Stated problem » Convert only the rows from the line with "821, row 827." up to and including the line with "column 565, row 297" into a two-column CSV with the headers prompt_text and answer_points. Use one CSV line per row, putting its text and its answer each in a single quoted field with line breaks replaced by spaces.

*** Dataset excerpts ***

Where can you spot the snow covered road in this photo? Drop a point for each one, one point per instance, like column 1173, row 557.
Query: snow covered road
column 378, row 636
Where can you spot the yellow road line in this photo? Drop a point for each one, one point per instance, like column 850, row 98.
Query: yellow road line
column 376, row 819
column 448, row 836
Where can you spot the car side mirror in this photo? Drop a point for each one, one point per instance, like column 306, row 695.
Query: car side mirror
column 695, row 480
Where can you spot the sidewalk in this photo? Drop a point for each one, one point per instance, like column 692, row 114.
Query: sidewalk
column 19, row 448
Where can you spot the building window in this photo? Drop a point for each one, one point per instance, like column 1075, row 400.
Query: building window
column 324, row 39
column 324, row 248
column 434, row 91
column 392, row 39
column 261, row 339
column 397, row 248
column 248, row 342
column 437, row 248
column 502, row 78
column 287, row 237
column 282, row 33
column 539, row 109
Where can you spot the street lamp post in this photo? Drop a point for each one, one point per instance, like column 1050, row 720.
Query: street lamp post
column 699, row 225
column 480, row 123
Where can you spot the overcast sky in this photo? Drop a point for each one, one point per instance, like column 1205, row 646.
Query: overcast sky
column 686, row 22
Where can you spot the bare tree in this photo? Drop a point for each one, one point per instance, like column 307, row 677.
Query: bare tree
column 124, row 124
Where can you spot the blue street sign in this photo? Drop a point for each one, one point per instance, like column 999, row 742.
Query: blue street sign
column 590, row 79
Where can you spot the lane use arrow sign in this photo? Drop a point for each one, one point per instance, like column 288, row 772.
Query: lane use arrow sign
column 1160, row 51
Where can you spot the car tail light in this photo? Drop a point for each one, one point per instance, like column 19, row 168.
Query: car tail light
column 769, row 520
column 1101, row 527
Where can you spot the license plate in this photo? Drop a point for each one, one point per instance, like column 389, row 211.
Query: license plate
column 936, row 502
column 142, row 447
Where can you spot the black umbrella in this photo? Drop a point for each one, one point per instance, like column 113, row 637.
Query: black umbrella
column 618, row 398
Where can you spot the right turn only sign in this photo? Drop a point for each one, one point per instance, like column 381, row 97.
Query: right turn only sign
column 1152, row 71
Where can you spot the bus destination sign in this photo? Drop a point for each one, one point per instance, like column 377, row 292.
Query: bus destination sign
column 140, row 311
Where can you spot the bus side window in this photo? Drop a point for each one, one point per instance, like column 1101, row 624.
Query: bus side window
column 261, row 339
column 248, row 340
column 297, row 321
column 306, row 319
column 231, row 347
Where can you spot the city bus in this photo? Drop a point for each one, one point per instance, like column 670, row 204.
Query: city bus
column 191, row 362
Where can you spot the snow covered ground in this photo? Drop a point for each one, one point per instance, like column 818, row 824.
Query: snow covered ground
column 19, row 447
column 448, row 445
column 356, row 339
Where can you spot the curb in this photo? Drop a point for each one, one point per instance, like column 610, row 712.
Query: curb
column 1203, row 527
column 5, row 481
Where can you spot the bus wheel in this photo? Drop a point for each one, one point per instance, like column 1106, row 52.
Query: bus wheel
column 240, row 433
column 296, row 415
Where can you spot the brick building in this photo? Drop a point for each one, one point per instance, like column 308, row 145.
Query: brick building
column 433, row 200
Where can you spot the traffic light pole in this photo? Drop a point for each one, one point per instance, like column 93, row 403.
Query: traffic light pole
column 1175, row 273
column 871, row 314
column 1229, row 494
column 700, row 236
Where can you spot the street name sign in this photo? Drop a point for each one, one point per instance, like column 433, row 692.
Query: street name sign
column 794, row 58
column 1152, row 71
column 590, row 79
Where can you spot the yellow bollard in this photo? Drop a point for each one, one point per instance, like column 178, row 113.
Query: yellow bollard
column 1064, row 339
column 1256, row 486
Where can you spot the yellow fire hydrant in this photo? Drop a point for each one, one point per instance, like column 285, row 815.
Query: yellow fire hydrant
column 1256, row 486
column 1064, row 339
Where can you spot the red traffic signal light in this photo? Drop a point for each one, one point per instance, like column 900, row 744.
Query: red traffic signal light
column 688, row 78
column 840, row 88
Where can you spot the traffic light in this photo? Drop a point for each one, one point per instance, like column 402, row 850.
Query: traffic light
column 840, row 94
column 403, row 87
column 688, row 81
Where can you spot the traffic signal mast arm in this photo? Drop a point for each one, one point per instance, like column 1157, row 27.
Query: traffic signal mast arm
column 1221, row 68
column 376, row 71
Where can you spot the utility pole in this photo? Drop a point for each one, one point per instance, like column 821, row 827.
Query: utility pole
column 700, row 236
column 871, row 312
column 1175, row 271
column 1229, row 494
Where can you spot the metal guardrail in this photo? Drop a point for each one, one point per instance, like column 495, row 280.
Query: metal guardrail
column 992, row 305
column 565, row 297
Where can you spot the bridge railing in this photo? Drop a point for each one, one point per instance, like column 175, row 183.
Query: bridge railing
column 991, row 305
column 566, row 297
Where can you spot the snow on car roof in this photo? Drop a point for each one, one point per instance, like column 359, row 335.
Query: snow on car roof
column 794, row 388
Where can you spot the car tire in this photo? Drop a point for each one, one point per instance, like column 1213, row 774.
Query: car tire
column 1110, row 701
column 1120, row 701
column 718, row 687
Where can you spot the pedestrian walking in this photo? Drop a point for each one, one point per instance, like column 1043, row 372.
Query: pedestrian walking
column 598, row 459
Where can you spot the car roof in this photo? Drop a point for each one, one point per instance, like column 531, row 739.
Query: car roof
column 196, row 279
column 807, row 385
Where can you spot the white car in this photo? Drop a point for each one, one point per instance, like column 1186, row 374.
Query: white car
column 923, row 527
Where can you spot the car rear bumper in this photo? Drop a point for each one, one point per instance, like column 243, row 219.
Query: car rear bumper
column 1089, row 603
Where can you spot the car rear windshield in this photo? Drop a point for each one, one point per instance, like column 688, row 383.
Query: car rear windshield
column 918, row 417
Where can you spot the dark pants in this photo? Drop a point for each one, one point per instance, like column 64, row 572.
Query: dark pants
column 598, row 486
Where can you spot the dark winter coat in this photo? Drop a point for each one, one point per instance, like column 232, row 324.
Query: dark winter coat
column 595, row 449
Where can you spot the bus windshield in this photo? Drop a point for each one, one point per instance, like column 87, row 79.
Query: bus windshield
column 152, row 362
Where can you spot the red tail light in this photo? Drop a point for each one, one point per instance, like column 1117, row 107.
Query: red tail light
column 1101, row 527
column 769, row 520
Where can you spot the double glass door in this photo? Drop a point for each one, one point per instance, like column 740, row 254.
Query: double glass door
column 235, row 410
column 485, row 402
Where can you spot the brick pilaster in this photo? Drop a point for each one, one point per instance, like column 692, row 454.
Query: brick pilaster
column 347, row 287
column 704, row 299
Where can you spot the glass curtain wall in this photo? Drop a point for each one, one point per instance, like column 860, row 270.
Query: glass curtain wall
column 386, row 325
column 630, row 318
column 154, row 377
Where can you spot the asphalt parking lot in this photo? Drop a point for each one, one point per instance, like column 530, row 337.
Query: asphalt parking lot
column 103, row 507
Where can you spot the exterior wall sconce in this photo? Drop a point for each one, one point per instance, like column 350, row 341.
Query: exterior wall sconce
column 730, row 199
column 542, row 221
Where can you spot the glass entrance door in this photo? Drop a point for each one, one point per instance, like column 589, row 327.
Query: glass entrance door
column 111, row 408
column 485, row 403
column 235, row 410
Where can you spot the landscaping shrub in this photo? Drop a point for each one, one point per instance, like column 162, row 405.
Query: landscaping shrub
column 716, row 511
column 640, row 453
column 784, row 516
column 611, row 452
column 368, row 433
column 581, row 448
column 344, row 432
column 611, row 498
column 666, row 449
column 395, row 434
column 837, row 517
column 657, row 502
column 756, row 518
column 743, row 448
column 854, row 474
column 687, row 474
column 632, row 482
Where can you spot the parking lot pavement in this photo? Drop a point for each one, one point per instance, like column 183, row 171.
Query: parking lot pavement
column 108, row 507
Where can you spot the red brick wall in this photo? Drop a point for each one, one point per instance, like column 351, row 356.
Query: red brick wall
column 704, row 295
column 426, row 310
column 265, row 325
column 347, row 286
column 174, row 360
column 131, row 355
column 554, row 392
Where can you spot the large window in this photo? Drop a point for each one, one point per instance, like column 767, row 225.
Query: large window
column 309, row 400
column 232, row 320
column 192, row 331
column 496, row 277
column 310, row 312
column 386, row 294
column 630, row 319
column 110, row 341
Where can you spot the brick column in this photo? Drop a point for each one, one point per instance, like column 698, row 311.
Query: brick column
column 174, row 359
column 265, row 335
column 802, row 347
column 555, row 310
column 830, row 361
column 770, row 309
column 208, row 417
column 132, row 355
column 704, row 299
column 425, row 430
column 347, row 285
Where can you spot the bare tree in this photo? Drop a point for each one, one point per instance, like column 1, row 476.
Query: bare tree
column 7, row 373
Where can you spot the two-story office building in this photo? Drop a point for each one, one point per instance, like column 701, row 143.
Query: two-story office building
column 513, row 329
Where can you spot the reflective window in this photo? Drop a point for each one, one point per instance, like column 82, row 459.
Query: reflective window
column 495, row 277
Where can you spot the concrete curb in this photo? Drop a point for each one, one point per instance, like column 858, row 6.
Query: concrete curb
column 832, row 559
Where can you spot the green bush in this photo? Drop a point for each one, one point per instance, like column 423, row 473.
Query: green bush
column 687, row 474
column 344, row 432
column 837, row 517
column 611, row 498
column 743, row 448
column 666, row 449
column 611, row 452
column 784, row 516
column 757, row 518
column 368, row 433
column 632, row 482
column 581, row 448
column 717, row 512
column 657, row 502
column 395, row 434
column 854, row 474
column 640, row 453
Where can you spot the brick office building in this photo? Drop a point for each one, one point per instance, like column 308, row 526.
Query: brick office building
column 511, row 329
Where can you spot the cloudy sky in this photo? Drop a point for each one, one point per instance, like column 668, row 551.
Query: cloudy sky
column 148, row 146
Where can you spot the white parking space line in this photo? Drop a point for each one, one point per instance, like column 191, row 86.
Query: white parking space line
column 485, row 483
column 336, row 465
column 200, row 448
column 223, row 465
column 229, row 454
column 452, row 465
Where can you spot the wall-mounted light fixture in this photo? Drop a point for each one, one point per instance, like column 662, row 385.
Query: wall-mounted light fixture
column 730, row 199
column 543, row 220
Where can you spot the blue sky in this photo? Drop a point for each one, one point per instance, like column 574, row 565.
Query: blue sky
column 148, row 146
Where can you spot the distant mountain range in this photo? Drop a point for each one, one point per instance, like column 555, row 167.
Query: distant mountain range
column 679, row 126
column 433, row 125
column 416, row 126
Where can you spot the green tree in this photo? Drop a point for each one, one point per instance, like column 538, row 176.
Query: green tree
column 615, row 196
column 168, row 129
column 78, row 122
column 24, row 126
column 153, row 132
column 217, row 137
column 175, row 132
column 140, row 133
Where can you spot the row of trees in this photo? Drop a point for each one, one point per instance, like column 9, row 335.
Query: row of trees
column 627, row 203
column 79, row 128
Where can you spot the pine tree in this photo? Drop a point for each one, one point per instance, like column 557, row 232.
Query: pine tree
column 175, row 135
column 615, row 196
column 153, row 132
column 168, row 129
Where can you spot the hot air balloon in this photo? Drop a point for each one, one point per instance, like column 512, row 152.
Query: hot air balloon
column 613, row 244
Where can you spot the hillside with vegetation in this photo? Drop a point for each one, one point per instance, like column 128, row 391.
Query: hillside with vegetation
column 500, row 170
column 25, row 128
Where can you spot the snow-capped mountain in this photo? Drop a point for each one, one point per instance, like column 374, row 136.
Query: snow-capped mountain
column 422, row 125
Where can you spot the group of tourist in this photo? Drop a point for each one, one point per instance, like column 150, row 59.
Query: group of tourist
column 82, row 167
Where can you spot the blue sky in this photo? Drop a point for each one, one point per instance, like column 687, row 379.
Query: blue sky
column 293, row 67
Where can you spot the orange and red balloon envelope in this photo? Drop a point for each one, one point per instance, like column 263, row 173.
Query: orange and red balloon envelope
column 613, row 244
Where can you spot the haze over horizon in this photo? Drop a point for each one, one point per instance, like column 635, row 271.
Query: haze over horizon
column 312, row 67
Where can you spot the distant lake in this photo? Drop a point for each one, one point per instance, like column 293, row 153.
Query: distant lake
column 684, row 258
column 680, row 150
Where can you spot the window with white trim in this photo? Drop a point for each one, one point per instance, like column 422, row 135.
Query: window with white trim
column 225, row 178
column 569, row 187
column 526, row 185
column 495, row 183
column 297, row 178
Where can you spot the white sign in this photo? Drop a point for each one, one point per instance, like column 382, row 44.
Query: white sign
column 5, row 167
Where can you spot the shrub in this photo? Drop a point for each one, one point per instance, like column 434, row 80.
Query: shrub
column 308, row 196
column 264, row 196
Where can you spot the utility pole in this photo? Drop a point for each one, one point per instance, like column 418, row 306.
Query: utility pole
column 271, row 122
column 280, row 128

***

Correct output »
prompt_text,answer_points
"Where can you spot the utility pole in this photo? Drop a point for each one, one point per instance, like column 821, row 827. Query: utility pole","column 700, row 236 column 871, row 312 column 1175, row 271 column 1229, row 494"
"Where can you spot the metal guardrail in this photo? Drop a point for each one, one point per instance, like column 495, row 280. Query: metal guardrail","column 992, row 305 column 565, row 297"